■ **Instructions to follow**
Copy out the material below word for word, everything from its start down to the line containing "[[15, 192]]", and leave out the pictures.
--- start of Task material ---
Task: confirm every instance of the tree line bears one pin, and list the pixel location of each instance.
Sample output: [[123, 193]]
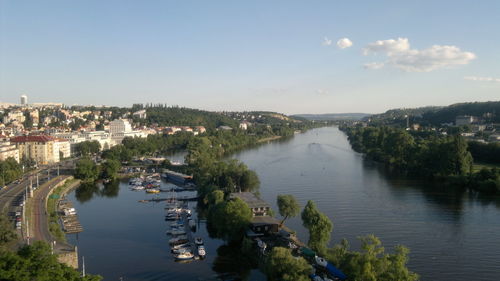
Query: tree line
[[440, 158], [10, 170]]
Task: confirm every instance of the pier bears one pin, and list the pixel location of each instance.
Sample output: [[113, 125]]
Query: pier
[[69, 218]]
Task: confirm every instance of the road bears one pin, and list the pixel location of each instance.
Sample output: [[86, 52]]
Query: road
[[15, 192]]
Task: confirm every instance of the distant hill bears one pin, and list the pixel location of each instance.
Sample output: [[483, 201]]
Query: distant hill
[[436, 115], [332, 116]]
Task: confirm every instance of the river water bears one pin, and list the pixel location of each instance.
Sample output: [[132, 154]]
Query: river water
[[451, 235]]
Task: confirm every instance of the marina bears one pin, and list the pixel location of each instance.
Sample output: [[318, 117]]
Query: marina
[[318, 165], [68, 217]]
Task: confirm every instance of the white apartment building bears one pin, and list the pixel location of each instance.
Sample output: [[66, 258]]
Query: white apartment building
[[7, 150], [43, 149]]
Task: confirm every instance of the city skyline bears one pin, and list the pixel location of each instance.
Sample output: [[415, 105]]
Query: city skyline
[[284, 56]]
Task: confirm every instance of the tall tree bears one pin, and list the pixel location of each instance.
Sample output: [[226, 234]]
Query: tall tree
[[282, 266], [230, 218], [372, 263], [86, 170], [288, 206], [319, 226]]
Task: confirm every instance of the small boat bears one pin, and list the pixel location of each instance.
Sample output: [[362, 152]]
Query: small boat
[[181, 250], [176, 232], [178, 240], [198, 241], [178, 246], [321, 261], [184, 256], [192, 224], [201, 251], [177, 224]]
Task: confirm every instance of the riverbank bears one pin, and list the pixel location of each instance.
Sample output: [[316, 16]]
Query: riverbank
[[269, 139]]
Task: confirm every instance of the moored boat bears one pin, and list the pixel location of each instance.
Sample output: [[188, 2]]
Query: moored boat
[[201, 251], [184, 256], [198, 241]]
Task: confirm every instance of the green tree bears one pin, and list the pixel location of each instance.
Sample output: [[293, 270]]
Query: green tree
[[7, 233], [87, 147], [288, 207], [230, 219], [86, 170], [371, 263], [282, 266], [110, 169], [319, 226]]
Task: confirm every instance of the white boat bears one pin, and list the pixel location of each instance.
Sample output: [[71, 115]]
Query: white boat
[[185, 245], [184, 256], [178, 240], [321, 261], [198, 241], [201, 251], [175, 232], [177, 224], [181, 250]]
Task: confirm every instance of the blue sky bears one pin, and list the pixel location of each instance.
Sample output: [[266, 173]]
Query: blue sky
[[251, 55]]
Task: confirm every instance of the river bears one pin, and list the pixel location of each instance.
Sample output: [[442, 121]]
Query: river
[[451, 235]]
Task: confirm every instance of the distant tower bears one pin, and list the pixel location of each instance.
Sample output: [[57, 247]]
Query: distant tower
[[24, 100]]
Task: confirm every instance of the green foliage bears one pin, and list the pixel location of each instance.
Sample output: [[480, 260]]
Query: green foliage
[[485, 152], [230, 219], [110, 169], [371, 263], [10, 170], [319, 225], [282, 266], [86, 170], [87, 148], [288, 206], [7, 233], [36, 262], [433, 157]]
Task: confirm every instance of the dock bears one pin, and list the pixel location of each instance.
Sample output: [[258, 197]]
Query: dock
[[181, 198], [69, 218]]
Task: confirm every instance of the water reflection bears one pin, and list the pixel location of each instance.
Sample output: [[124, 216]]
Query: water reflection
[[86, 191]]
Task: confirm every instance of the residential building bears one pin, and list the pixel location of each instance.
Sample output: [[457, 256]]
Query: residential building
[[464, 120], [42, 148], [15, 115], [140, 114], [7, 150], [258, 206], [121, 128], [24, 100]]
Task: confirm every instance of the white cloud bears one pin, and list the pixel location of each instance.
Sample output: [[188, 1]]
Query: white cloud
[[388, 47], [326, 41], [482, 79], [401, 56], [344, 43], [322, 92], [374, 65]]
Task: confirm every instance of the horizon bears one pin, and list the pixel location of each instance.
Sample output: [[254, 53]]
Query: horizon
[[285, 56]]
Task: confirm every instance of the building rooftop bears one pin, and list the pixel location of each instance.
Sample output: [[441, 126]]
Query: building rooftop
[[40, 138], [251, 199]]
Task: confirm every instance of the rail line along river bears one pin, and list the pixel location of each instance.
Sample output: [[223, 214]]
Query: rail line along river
[[451, 235]]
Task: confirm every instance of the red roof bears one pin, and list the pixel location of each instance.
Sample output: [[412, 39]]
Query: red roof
[[41, 138]]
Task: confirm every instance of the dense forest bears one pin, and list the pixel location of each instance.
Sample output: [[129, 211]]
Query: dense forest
[[440, 158], [10, 170], [435, 116]]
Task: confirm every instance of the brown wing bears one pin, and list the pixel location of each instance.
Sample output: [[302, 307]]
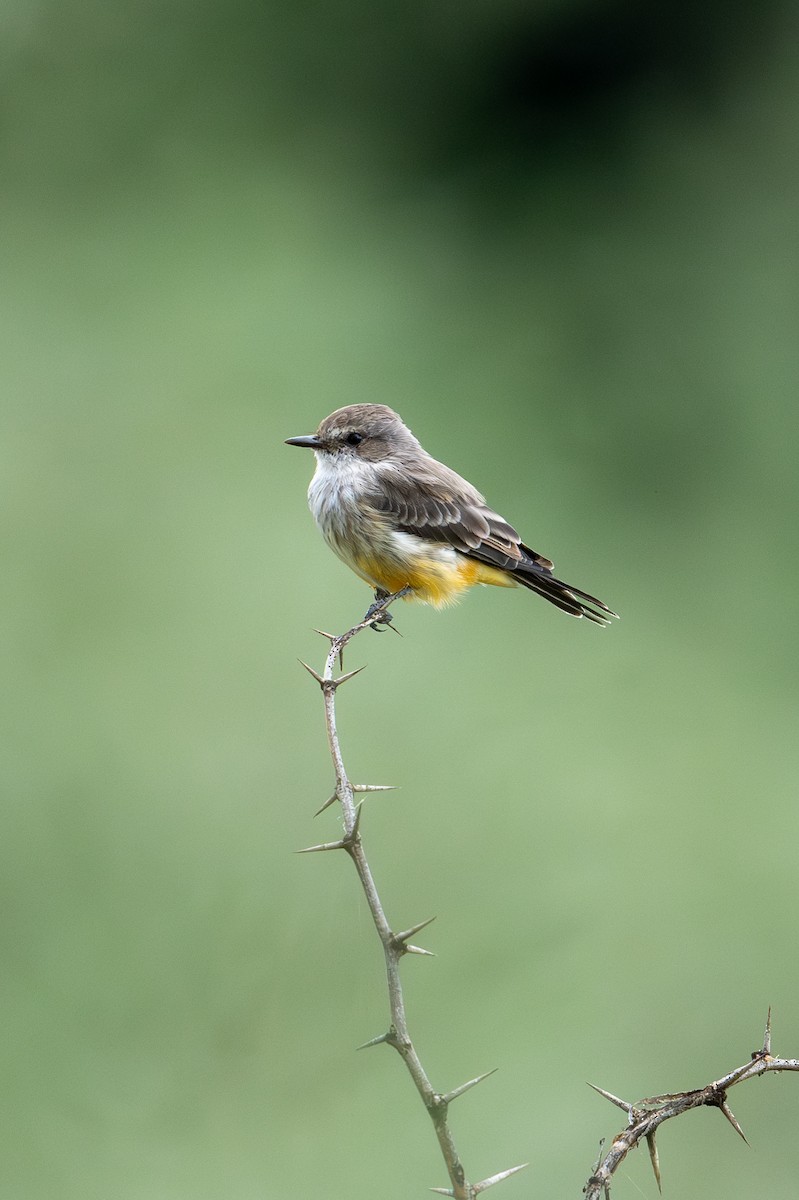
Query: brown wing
[[446, 509], [457, 516]]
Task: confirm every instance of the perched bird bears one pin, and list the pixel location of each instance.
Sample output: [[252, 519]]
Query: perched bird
[[404, 522]]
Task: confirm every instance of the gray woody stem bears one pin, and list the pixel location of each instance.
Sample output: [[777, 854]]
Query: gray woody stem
[[395, 946], [646, 1116]]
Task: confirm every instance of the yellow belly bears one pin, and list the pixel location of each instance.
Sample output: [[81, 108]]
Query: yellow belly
[[433, 580]]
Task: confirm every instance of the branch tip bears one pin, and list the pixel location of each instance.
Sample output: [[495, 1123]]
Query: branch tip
[[614, 1099], [374, 1042], [497, 1179], [767, 1036], [464, 1087], [409, 933], [654, 1159], [323, 845], [312, 672]]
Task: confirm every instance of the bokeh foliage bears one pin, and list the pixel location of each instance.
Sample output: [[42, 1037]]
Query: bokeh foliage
[[560, 240]]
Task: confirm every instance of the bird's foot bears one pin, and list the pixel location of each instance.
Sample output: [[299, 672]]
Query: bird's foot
[[378, 613]]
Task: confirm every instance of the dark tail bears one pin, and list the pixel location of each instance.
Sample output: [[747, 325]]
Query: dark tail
[[563, 595]]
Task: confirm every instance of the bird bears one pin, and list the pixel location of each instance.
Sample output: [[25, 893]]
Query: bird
[[408, 525]]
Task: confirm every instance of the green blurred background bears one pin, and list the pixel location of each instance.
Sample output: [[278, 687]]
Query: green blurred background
[[560, 239]]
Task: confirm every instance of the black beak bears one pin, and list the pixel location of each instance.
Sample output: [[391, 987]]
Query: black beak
[[312, 442]]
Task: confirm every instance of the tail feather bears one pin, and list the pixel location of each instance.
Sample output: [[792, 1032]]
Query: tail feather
[[563, 595]]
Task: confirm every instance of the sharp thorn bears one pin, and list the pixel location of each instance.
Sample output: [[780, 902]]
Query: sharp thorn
[[497, 1179], [614, 1099], [731, 1116], [311, 671], [654, 1159], [356, 825], [414, 929], [326, 805], [323, 845], [350, 675], [464, 1087], [374, 1042]]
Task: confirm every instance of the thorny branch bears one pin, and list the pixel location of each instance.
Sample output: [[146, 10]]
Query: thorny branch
[[395, 945], [646, 1116]]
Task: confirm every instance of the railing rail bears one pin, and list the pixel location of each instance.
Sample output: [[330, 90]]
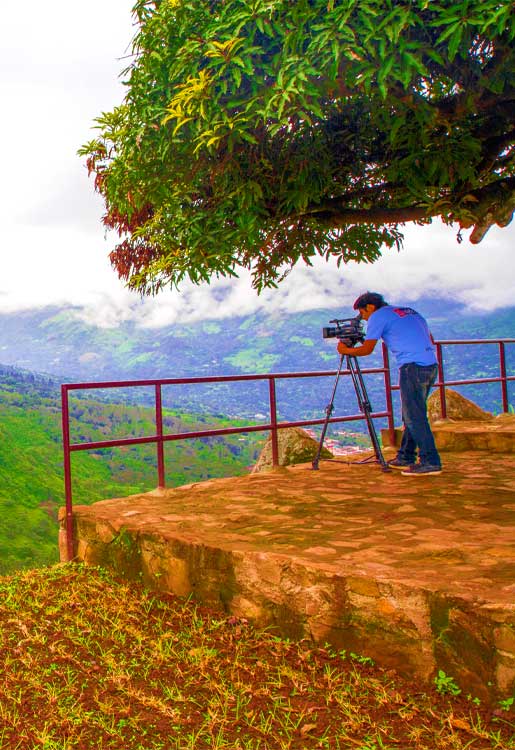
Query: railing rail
[[272, 426]]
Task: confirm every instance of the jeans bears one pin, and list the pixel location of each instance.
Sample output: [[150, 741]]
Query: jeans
[[415, 383]]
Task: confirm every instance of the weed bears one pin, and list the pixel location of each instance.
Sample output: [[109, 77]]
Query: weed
[[93, 663], [445, 685]]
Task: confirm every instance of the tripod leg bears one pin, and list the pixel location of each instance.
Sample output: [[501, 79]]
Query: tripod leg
[[328, 411], [366, 408]]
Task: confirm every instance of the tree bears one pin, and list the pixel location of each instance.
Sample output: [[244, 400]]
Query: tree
[[258, 133]]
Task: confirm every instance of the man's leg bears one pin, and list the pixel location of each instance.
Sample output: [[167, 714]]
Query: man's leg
[[415, 384], [407, 451]]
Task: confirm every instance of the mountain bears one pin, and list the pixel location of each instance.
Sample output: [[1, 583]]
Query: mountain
[[31, 466], [39, 349]]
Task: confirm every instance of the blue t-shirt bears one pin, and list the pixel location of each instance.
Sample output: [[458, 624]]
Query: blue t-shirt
[[404, 332]]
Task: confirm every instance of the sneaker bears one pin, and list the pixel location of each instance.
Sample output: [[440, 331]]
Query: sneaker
[[419, 470], [399, 463]]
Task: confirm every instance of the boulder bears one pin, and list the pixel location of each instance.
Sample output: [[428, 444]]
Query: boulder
[[459, 408], [295, 447]]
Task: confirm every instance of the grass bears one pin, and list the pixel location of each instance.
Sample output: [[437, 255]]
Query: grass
[[91, 662]]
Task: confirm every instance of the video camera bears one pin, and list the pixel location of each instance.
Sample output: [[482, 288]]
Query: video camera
[[348, 330]]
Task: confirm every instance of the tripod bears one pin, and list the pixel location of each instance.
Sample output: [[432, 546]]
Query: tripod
[[364, 406]]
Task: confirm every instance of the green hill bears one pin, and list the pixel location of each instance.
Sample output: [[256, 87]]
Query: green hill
[[31, 461]]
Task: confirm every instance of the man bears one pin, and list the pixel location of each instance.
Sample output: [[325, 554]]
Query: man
[[407, 335]]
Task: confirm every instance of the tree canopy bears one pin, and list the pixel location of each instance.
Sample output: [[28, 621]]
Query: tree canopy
[[257, 133]]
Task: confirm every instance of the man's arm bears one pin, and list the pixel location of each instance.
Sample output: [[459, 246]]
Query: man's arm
[[358, 351]]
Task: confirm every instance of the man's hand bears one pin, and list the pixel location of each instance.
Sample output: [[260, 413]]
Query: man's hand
[[343, 349]]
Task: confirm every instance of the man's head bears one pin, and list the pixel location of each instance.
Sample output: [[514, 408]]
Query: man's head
[[368, 303]]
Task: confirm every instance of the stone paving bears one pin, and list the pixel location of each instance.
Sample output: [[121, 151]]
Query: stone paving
[[418, 572]]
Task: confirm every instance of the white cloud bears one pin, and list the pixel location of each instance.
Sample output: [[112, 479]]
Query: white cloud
[[58, 70]]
--- end of Task material ---
■ **Exercise answer**
Task: confirm every instance of the tree line bears one pin, and list the pixel location of each instance.
Sample output: [[123, 193]]
Query: tree line
[[440, 158], [10, 170]]
Task: confirm every instance of the pier bears one pin, and list the pixel location of each instance.
Sample output: [[113, 125]]
Query: pier
[[69, 218]]
Task: confirm every instance of the road bears one pin, and list the pixel location of each instance.
Sample output: [[86, 52]]
Query: road
[[15, 192]]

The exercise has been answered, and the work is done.